[INSTRUCTIONS FOR THE TASK] All of the data goes into your copy exactly as written. Images do not.

[RECORDS FOR THIS EXERCISE]
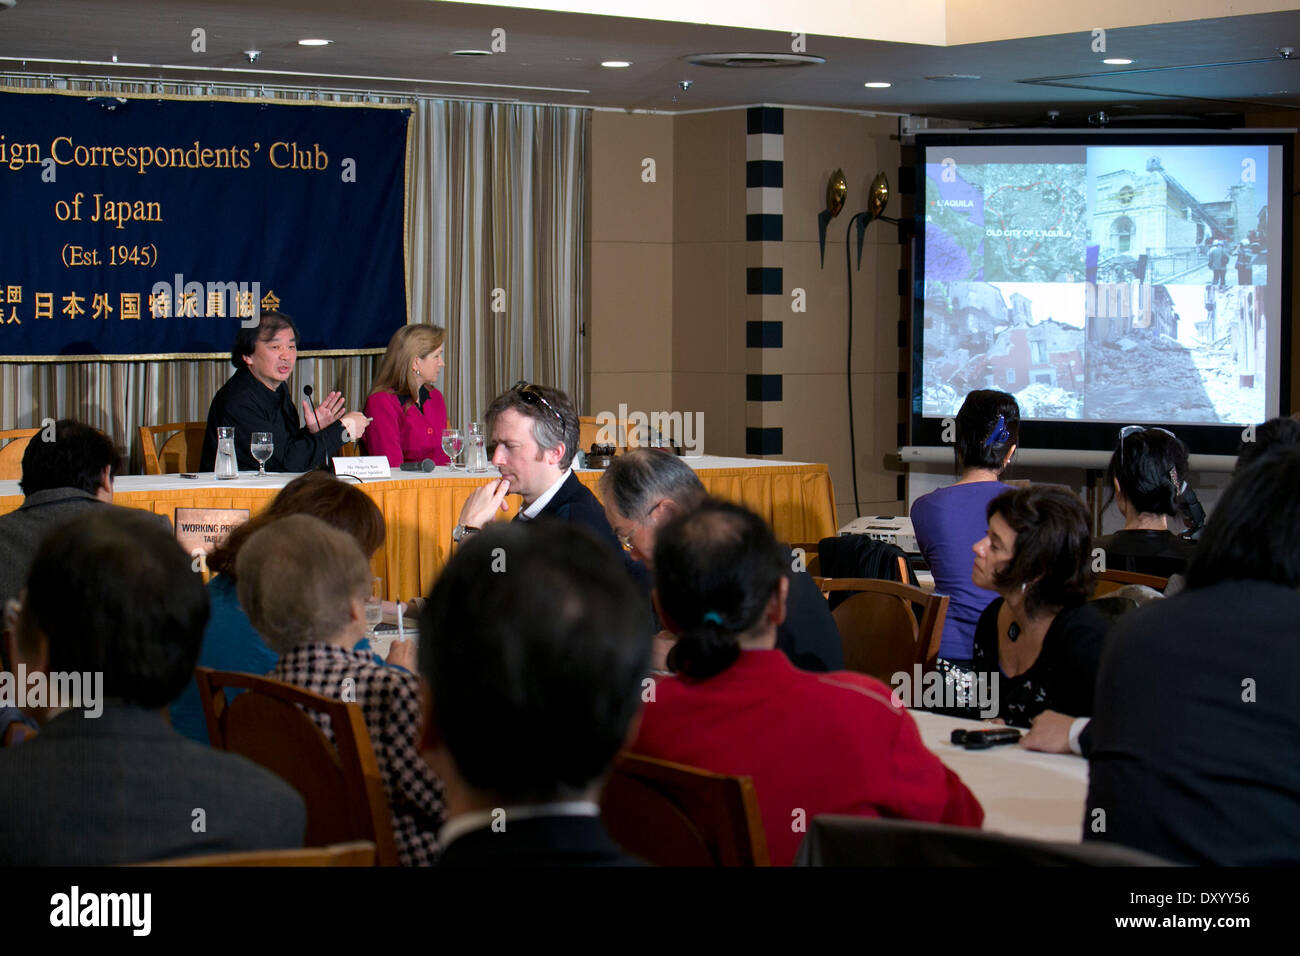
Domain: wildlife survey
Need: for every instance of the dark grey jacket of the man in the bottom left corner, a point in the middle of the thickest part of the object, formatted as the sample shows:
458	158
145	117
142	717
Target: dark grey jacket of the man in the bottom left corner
124	788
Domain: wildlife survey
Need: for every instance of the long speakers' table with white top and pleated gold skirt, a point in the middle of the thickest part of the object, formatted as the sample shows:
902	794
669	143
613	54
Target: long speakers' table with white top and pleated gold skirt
421	509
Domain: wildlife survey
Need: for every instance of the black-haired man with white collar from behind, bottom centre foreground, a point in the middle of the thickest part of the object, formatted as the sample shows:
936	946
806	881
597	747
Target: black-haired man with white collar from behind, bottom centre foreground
535	682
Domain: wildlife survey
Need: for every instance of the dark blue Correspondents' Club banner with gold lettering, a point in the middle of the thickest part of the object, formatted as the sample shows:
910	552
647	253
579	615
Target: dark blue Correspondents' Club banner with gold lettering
149	228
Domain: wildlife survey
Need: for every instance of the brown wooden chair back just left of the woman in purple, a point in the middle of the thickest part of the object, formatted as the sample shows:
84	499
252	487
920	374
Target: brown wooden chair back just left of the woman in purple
879	626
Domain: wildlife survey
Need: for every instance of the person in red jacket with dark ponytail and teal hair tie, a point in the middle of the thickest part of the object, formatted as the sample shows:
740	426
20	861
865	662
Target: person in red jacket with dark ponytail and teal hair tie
824	743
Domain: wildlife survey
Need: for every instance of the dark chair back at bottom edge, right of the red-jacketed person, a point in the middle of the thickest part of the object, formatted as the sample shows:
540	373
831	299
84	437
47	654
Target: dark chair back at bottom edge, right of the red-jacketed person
839	841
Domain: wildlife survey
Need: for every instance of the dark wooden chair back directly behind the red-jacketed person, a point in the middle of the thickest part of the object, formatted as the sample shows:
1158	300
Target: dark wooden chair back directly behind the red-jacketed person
670	815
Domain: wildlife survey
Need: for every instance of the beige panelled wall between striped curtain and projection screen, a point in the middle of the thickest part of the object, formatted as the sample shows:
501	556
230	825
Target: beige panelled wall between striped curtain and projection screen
669	301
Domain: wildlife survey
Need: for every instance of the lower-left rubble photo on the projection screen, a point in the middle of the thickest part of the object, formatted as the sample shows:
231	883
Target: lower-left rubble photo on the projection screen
1026	339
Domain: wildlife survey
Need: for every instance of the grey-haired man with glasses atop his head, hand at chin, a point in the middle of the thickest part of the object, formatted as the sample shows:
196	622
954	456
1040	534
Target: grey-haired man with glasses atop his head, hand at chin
534	435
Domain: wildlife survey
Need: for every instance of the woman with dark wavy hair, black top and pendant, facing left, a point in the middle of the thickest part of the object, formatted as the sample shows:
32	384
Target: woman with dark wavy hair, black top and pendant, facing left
1039	638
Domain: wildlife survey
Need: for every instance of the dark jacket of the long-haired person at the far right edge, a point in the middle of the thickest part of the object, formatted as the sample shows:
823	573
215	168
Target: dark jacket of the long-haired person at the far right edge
1194	736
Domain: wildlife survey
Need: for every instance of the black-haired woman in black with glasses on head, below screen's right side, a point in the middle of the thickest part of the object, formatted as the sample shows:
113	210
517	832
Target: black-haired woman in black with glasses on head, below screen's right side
1147	474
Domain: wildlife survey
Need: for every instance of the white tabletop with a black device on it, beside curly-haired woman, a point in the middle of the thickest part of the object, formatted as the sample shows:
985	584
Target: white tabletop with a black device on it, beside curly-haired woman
1024	793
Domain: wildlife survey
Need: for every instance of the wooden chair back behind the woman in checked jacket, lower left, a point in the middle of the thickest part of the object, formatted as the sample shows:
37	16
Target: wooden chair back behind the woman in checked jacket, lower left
341	785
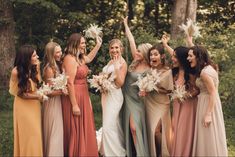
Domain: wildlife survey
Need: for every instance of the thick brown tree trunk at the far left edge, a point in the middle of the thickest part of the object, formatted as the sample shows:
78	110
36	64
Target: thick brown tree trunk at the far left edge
7	43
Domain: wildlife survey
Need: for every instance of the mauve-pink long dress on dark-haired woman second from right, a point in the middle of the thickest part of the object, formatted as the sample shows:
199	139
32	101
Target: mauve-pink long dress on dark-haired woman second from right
183	124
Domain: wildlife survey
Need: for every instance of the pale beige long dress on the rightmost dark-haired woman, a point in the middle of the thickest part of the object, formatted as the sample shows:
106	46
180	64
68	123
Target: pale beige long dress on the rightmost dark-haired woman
209	141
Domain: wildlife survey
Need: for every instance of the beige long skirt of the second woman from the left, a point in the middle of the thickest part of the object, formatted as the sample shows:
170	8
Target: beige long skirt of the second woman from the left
53	127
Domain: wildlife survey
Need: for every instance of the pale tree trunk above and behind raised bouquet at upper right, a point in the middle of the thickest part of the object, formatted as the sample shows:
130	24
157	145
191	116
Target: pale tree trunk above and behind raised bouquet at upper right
182	10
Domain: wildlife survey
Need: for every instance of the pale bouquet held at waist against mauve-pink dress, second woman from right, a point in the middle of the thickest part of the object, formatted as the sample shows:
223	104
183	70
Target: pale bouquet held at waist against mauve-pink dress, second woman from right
179	93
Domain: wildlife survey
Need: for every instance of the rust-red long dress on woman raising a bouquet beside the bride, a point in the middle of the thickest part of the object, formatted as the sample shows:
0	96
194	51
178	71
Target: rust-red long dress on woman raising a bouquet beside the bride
79	131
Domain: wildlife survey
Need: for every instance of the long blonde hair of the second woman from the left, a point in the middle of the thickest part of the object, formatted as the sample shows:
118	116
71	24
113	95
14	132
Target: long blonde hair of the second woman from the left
49	57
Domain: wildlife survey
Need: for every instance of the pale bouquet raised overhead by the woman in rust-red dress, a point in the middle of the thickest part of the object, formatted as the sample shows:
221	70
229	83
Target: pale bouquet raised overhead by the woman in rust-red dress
93	31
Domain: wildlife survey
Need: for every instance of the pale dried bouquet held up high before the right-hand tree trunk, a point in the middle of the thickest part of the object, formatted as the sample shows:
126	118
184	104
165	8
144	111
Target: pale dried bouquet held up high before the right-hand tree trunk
190	28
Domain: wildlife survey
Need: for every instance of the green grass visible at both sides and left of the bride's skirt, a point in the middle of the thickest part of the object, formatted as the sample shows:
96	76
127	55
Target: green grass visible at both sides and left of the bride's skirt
6	127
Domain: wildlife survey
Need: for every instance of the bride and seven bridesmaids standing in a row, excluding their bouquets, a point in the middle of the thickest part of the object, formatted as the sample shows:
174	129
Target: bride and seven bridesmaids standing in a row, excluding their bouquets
134	122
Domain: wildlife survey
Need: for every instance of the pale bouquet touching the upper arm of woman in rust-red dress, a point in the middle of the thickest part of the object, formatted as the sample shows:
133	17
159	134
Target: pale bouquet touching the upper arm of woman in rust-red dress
60	82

[EXERCISE OUTPUT]
Domain: wildlife survey
Need: for every instance of the dark grey jacket of the man in the bottom left corner, a point in the middle of the thickest part of the object, formatted as the sample shows:
458	158
145	117
142	717
Target: dark grey jacket of the man in the bottom left corner
124	788
Domain: wildlife survey
Need: for every instance of the long speakers' table with white top and pleated gold skirt, a point in the middle of the thickest part of the object, formatted as the sample shows:
902	794
669	143
613	54
Target: long speakers' table with white top and pleated gold skirt
421	509
Domain: wildlife survey
Need: for every instance of the black-haired man with white collar from behind, bottom centre foreground, a point in the middle of the thickest part of the object, formatted as the sample shows:
936	946
806	881
597	747
Target: black-haired man with white collar from behind, bottom centre foreground
535	682
Domain: wildlife survey
Need: for every instance of the dark blue Correspondents' Club banner with gold lettering, a point in the middle of the thickest part of the object, formatted as the sample shows:
910	552
647	253
579	615
Target: dark blue Correspondents' Club banner with gold lettering
149	228
Domain: wildlife survey
Need: for every instance of the brown wooden chair back just left of the woman in purple, a point in the middle of the thickest part of the object, formatted as the sample shows:
84	499
252	487
920	374
Target: brown wooden chair back just left of the woman in purple
879	626
Domain: wildlife survey
Need: for every instance of the person in red jacket with dark ponytail and teal hair tie, a point in the middle of the thickest part of the object, formatted as the sample shows:
740	426
20	861
865	662
Target: person in red jacket with dark ponytail and teal hair tie
824	743
Domain: wildlife survey
Need: for every instance of the dark chair back at bottom edge, right of the red-jacketed person, a point in the middle of the thickest part of the object, formatted as the sample shows:
540	373
831	299
84	437
47	654
Target: dark chair back at bottom edge, right of the red-jacketed person
839	841
Domain: wildlife survey
Need: for every instance of the dark wooden chair back directly behind the red-jacketed person, a point in the middle of the thickest part of the object, formatted as the sample shows:
1158	300
Target: dark wooden chair back directly behind the red-jacketed person
670	815
Domain: wildlife survey
Need: for every instance of the beige panelled wall between striped curtain and projection screen, a point in the middle of the thickest part of the object, formatted as the sample shows:
501	556
230	825
Target: beige panelled wall between striped curtain and projection screen
669	301
Domain: wildlife survey
Need: for every instance of the lower-left rubble photo on the projection screen, a point in the middle of the thickest part of the object, formatted as the sample shows:
231	883
Target: lower-left rubble photo on the projection screen
1026	339
Domain: wildlife survey
Need: for every instance of the grey-haired man with glasses atop his head, hand at chin, a point in the middle of the thickest part of the object, formatted as the sample shows:
196	622
954	456
1040	534
Target: grey-haired man with glasses atop his head, hand at chin
534	435
Domain: wildlife survey
Need: for every instance of the woman with dark wavy hair, black top and pendant, facing left, a point in the middle of the thickest part of the object, formatted as the sample shows:
32	384
Target: woman with dark wavy hair, black top and pendant, facing left
1039	638
Domain: wildlife survey
Need: for every instance of the dark jacket of the long-haired person at the far right edge, a point in the middle of the thickest part of the object, formatted as the sample shows:
823	573
215	168
Target: dark jacket of the long-haired person at the far right edge
1194	736
Domain: wildlife survey
Need: for every instance of the black-haired woman in black with glasses on head, below screen's right side, a point in the middle of the thickest part of the object, formatted as the sample shows:
113	210
517	832
Target: black-haired woman in black with glasses on head, below screen's right side
1147	474
Domain: wildlife survey
Need: for every instance of the white tabletop with a black device on it, beside curly-haired woman, a point in the middle of the thickest part of the object, formatted as the sample shows:
985	584
Target: white tabletop with a black device on it, beside curly-haired woman
1024	793
Domain: wildlife survey
Need: for every instance of the wooden chair back behind the woman in checked jacket, lower left, a point in the middle of the thickest part of the object, formatted as the sample shows:
37	16
Target: wooden chair back behind the woman in checked jacket, lower left
341	785
Domain: wildlife survey
Need: for every instance of the thick brown tree trunk at the far left edge, a point in the middle of the thickest part of the object, formatted as the sample shows:
78	110
36	64
Target: thick brown tree trunk at the far left edge
7	43
Domain: wildlife survey
Need: for every instance of the mauve-pink long dress on dark-haired woman second from right, a point in the middle of the thickest part of the object, formatted as the sample shows:
199	139
32	101
Target: mauve-pink long dress on dark-haired woman second from right
183	124
Domain: wildlife survey
Need: for every instance of the pale beige long dress on the rightmost dark-haired woman, a point in the middle of the thickest part of the object, formatted as the sample shows:
106	46
180	64
68	123
Target: pale beige long dress on the rightmost dark-haired woman
209	141
Domain: wildlife survey
Need: for every instance of the beige long skirt of the second woman from the left, a point in the middle of the thickest part of the object, formatted as the sample shows:
170	8
Target: beige long skirt of the second woman from the left
53	127
Domain: wildlife survey
Need: for every instance of the pale tree trunk above and behind raised bouquet at upper right, a point in the middle of the thickest part of the object, formatted as the sample shows:
130	24
157	145
191	116
Target: pale tree trunk above and behind raised bouquet at upper right
182	10
Domain: wildlife survey
Need: for every instance of the pale bouquet held at waist against mauve-pink dress, second woman from right, a point in the middle of the thickest part of the object, formatted as the sample shows:
223	104
183	70
Target: pale bouquet held at waist against mauve-pink dress, second woman from right
179	93
Domain: wildlife survey
Need: for every instance of the rust-red long dress on woman raising a bouquet beside the bride, a point in the middle of the thickest part of the object, formatted as the sample shows:
0	96
194	51
178	71
Target: rust-red long dress on woman raising a bouquet beside the bride
79	131
Domain: wildlife survey
Need: for every instance of the long blonde hair of the second woman from the left, a point in the middle of the thickest part of the object, formatted as the sample shows:
118	116
71	24
113	95
14	132
Target: long blonde hair of the second woman from the left
49	57
Domain: wildlife survey
Need: for every instance of the pale bouquet raised overhead by the woman in rust-red dress, a point in the middle of the thickest part of the object, formatted as the sample shows:
221	70
229	83
Target: pale bouquet raised overhead by the woman in rust-red dress
93	31
Domain: wildlife survey
Need: for every instance of the pale dried bouquet held up high before the right-hand tree trunk, a point in the middle of the thickest part of the object, formatted as the sample shows:
126	118
184	104
165	8
144	111
Target: pale dried bouquet held up high before the right-hand tree trunk
190	28
Domain: wildlife survey
Need: for every instance of the green grass visible at both sides and left of the bride's skirt, a point in the middle of the thickest part of the object, formatted as the sample shows:
96	76
127	55
Target: green grass visible at both sides and left of the bride's skirt
6	127
Domain: wildlife survey
Need: for every instance of the bride and seven bridesmaids standing in a row, excluding their bouquets, a point in the middle of the thickest part of the object, formatted as the sample shows:
174	129
Target: bride and seven bridesmaids standing in a row, excluding their bouquets
134	122
Domain: wildlife survey
Need: for every instance of the pale bouquet touching the upper arm of woman in rust-red dress, a point in the middle of the thickest part of the object, formatted as the sample shows:
133	17
159	134
Target: pale bouquet touching the upper arm of woman in rust-red dress
60	82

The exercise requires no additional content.